◆ Activity ◆
The entries are to be output in full, word for word.

------------------------------------------------

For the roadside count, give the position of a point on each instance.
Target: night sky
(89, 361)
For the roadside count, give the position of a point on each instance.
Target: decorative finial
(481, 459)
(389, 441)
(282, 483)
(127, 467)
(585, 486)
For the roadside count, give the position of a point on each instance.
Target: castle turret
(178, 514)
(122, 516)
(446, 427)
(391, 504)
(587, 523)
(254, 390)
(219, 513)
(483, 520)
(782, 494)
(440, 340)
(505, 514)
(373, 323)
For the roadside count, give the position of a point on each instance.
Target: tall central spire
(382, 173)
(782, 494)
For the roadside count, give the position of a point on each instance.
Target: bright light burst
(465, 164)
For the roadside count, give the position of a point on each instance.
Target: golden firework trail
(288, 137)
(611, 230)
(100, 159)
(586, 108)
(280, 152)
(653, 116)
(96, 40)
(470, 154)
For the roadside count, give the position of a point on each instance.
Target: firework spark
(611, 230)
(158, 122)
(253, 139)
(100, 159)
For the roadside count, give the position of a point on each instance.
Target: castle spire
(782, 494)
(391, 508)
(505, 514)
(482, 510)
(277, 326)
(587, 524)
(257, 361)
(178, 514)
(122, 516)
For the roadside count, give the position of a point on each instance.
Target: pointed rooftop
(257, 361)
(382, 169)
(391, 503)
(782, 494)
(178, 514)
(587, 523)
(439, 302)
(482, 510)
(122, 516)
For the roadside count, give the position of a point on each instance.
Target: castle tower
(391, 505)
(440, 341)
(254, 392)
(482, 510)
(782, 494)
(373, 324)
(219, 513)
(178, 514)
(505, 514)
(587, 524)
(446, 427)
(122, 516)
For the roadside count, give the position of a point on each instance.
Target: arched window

------------------------------------------------

◆ Output of the task ◆
For the roadside count, give the position of a point on each instance.
Target: night sky
(89, 361)
For the roadside count, give the position of a point on each instance.
Target: decorative finial
(481, 459)
(389, 441)
(282, 483)
(127, 467)
(585, 486)
For the roadside count, give the position of a point on each instance.
Target: castle turret
(178, 514)
(122, 516)
(446, 427)
(391, 504)
(587, 523)
(254, 390)
(219, 513)
(483, 520)
(782, 494)
(440, 340)
(505, 514)
(373, 323)
For the roadside count, give the position of a point on each instance.
Target: tall central spire
(382, 173)
(782, 494)
For the roadside count, give the position of a point on each instance.
Target: bright light burst
(465, 164)
For the roadside count, give the position of a point on each instance.
Target: golden firework trail
(288, 137)
(611, 230)
(100, 159)
(586, 108)
(280, 152)
(653, 116)
(96, 40)
(470, 154)
For the roadside count, give the position of a point on each instance.
Target: firework spark
(611, 230)
(158, 122)
(253, 139)
(100, 159)
For the roadside count, give the position of a point on each instance.
Target: castle spire
(782, 494)
(391, 508)
(505, 514)
(482, 510)
(277, 326)
(587, 524)
(257, 361)
(178, 514)
(122, 516)
For the roadside count, give the position of a point on each instance.
Target: pointed rooftop
(257, 361)
(382, 169)
(391, 503)
(782, 494)
(178, 514)
(587, 523)
(439, 302)
(482, 510)
(122, 516)
For the roadside count, give the position of a point on each instance.
Target: castle tower
(391, 505)
(440, 341)
(254, 392)
(482, 510)
(782, 494)
(373, 324)
(219, 513)
(178, 514)
(505, 514)
(587, 524)
(446, 427)
(122, 516)
For the roadside count, give the position of a point on each instance.
Target: arched window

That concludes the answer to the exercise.